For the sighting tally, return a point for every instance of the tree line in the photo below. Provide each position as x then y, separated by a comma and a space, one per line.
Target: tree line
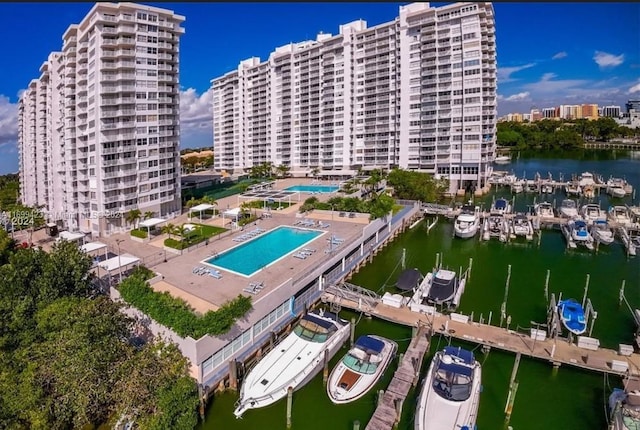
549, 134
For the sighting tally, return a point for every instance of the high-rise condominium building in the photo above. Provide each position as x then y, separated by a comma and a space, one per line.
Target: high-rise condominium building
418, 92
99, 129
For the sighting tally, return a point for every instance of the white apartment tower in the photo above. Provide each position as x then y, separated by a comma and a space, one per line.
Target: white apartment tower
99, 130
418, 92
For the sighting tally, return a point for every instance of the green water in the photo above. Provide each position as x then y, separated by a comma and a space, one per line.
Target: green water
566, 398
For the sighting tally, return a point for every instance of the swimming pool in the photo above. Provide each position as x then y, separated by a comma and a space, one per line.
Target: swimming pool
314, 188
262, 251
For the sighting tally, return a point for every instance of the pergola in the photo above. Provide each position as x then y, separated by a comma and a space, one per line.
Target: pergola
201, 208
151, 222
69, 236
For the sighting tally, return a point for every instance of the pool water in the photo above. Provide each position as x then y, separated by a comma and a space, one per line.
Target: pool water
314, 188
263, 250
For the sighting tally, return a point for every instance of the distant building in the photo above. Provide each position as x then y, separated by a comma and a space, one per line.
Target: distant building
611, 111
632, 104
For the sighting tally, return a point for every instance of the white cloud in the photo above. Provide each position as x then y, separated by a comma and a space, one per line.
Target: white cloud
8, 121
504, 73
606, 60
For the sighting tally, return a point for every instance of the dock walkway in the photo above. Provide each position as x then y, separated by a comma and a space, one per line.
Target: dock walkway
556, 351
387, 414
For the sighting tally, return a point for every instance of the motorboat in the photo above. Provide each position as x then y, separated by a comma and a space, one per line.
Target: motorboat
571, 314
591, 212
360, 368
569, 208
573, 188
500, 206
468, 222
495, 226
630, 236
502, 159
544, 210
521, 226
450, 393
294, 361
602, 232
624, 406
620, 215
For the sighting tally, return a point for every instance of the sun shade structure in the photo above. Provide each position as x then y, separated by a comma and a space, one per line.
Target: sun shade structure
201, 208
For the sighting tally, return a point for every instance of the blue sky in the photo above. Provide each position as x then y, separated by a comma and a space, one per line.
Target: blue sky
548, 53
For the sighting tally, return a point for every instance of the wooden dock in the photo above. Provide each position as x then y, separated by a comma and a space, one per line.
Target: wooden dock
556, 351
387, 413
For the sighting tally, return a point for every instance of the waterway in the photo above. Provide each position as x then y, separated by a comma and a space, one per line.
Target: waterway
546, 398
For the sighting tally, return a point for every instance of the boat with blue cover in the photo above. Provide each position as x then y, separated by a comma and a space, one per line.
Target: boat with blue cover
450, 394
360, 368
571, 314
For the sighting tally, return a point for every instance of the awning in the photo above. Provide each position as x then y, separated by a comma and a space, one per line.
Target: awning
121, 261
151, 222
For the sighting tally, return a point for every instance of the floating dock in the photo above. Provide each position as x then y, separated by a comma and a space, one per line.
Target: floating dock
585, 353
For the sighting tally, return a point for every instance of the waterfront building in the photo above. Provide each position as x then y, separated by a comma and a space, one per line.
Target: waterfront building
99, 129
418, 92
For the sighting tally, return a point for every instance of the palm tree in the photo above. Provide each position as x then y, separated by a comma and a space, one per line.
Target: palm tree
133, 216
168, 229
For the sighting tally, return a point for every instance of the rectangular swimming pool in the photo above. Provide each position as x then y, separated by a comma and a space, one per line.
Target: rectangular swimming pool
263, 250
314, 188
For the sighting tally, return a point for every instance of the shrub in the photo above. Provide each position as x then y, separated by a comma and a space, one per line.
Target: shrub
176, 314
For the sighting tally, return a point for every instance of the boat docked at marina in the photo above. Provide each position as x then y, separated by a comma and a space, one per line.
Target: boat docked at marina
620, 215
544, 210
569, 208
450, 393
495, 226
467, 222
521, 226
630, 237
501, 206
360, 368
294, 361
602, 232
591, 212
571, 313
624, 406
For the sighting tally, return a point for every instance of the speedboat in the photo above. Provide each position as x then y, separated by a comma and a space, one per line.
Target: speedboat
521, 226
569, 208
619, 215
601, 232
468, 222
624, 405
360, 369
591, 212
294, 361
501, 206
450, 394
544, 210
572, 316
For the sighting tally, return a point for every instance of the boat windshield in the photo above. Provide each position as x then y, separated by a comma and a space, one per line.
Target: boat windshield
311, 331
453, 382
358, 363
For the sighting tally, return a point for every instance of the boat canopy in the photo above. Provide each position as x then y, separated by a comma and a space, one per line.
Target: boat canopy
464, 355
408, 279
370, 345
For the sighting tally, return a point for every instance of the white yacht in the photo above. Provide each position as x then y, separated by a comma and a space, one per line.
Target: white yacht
□ □ □ □ □
Each line in the records above should be reproduced exactly; images are not copied.

For the sighting tally, return a point for every instance of the tree line in the photo below. Provide each position as x then y, separated by a comma and a space, one per line.
Target: tree line
549, 134
For the sighting tally, return a point for every instance of the high-rise condominium building in the photo above. Provide each position as x then y, separated by a comma and a space, one per line.
Target: high-rise condominium building
418, 92
99, 129
For the sighting tally, return a point for every instance of the white apartment tower in the photo above. Provide each position as x then y, separated by a comma and a space, one per line.
Target: white apartment tower
99, 130
418, 92
For the sighting tally, return a point for every instance of the green water in the photo above. Provide each position as x then y, separated by a comma and a space, one per line.
Target: green water
566, 398
For the sighting tally, return a point for every instance of the swimming pool in the photo above. Provide each position as x then y, separated by a comma and a space, one per line.
Target: swimming pool
314, 188
262, 251
For the sighting tally, return a point for every instance of the pergola in the photo above. Provide each position as x then y, separated by a comma and a space, one per line.
Target: pergola
201, 208
151, 222
69, 236
For the sighting tally, return a point for every instance of the pool water in the photo above. Provide each position as x then y, separated by a comma and a space, one per line.
Target: pool water
314, 188
263, 250
For the sighting tally, return a point for every instance of the distant building in the photo above. Provide each position as x then y, separated by a comma and a space, one per line.
Target: distant building
611, 111
632, 104
For the sighting tally, return a point for every instance of the white cloud in the photo above. Provide each position as x then y, separated by a comma and a space, one per line.
Target: white cloud
8, 121
504, 73
606, 60
For the sighting tally, return a point for every instance of the dock walkway in the photo above. Provide each position as x then y, separated by a comma and a space, one per line.
Target: dock walkway
556, 351
387, 414
For the sighting tally, return a point for every instance of the motorboat in the photo above. Provide each position as x then y, separated by a comma and a space, one per line.
Target: motorboat
571, 314
591, 212
360, 368
569, 208
573, 188
500, 206
468, 222
495, 226
630, 236
502, 159
544, 210
521, 226
450, 393
294, 361
602, 232
624, 406
620, 215
For the sighting tally, return a point for every instance of the sun shade structure in the photo above. Provide each position as x then y, separated by a comma and a space, one per line.
Target: sun shade structure
201, 208
For the sighting tally, return a point for every instance of the blue sky in the photo above. Provide each position as x then y, separated by a comma and a space, one per line.
Target: blue sky
548, 53
For the sighting tally, return a point for every instance of the wooden dock in the photo above. Provide each position as x then y, separated by a comma and a space, one per line.
Target: wooden dock
556, 351
387, 413
For the sighting tally, return a point for every instance of the waterway in the photo above. Provide each position as x then y, separated by a comma and a space, one per line.
Target: waterway
546, 398
For the sighting tally, return a point for every instance of the boat with blue cover in the photo above. Provide each position as x then y, separated by a comma and a space, one per line.
Target: boat with blue cover
450, 394
360, 368
571, 314
For the sighting tally, return a point for every instance of the awning in the photo above. Provide each position as x then y, separated by a comma and a space, one per line.
Target: awning
121, 261
151, 222
For the sighting tally, return a point for every instance of the floating dock in the photo above. Provide each position as x then y, separated by a comma and a space, one per line.
Target: floating dock
585, 353
For the sighting tally, return a point for every instance of the waterfront building in the photo above. Provide each position as x then y, separated by a comma and a space, one per line.
Target: waterfront building
99, 129
418, 92
For the sighting tally, return a point for every instance of the palm tree in the photo above. Provide each position as x then y, separated by a comma and a space, one per line.
Target: palm tree
133, 216
168, 229
For the sighting tally, return a point for every instance of the rectangular swimming pool in the photo above. Provide each position as x then y, separated by a comma and a space, one per line.
Target: rectangular swimming pool
263, 250
314, 188
For the sighting tally, return a point for every instance of the shrub in the photo above. Provide each position as x then y, separated by a comma and a space, one per line.
Target: shrub
176, 314
For the sighting tally, return a point for every instance of the boat docked at marina in the photo above. Provide each position as x then y, separated by a comma and a space, one per line.
Target: boat docked at marina
620, 215
544, 210
569, 208
450, 393
495, 226
467, 222
521, 226
630, 237
501, 206
360, 368
294, 361
602, 232
591, 212
571, 313
624, 406
For the sighting tally, return a point for every instance of the speedboat in the photo above. Provide each position as x then y, separated by a comma and a space, one per line.
Target: speedboat
521, 226
569, 208
619, 215
601, 232
468, 222
624, 405
360, 369
591, 212
294, 361
501, 206
450, 394
544, 210
572, 316
For the sighting tally, return a point for every instance of the boat windshield in the photo above. Provide each position as x then y, separated by a comma and a space, one per line.
Target: boat windshield
311, 331
453, 382
358, 363
For the sighting tally, return a point for every instance of the boat canopy in the photo above. Provide each position as x then y, separated by a comma and a space, one per line.
Target: boat canopy
464, 355
408, 279
370, 345
For the sighting tally, return a point for every instance of the white yacht in the photo above. Provide each position as x then y, separated by a comma and a space, one per line.
Target: white yacht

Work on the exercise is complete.